Collection entries
*** Begin section ***
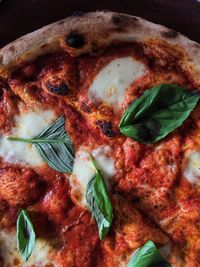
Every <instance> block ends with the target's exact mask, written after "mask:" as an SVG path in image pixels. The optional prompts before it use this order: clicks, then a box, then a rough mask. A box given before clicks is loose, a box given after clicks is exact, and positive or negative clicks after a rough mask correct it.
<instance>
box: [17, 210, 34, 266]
mask: <svg viewBox="0 0 200 267" xmlns="http://www.w3.org/2000/svg"><path fill="white" fill-rule="evenodd" d="M34 245H35V232H34V228H33V225H32V223H31V220H30V218H29V216H28V213H27V211H26V210H21V211H20V213H19V215H18V218H17V248H18V251H19V254H20V256H21V258H22V259H23V261H24V262H26V261H27V260H28V258H29V257H30V256H31V253H32V251H33V248H34Z"/></svg>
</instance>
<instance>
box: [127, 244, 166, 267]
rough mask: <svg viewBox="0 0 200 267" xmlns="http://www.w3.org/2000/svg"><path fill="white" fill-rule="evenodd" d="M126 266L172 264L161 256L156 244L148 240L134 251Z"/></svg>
mask: <svg viewBox="0 0 200 267" xmlns="http://www.w3.org/2000/svg"><path fill="white" fill-rule="evenodd" d="M126 267H171V265H170V264H169V263H168V262H167V261H166V260H165V259H164V258H163V257H162V256H161V254H160V252H159V250H158V249H157V247H156V246H155V244H154V243H153V242H152V241H147V242H146V243H145V244H144V246H143V247H141V248H139V249H138V250H136V252H135V253H133V255H132V257H131V259H130V261H129V263H128V264H127V266H126Z"/></svg>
*** End section ***
■ Problem to work on
Search each line of the data above for "instance", and copy the lines where it occurs.

■ Response to this exercise
Every <instance> block ends with the target's exact mask, written after "mask:" as an SVG path in image pixels. The optional prompts before it use this order: clicks, then a box, then a rough mask. A box given before clicks is loose, a box given after clicks is exact, and positive or negative clicks after a rough mask correct it.
<instance>
</instance>
<instance>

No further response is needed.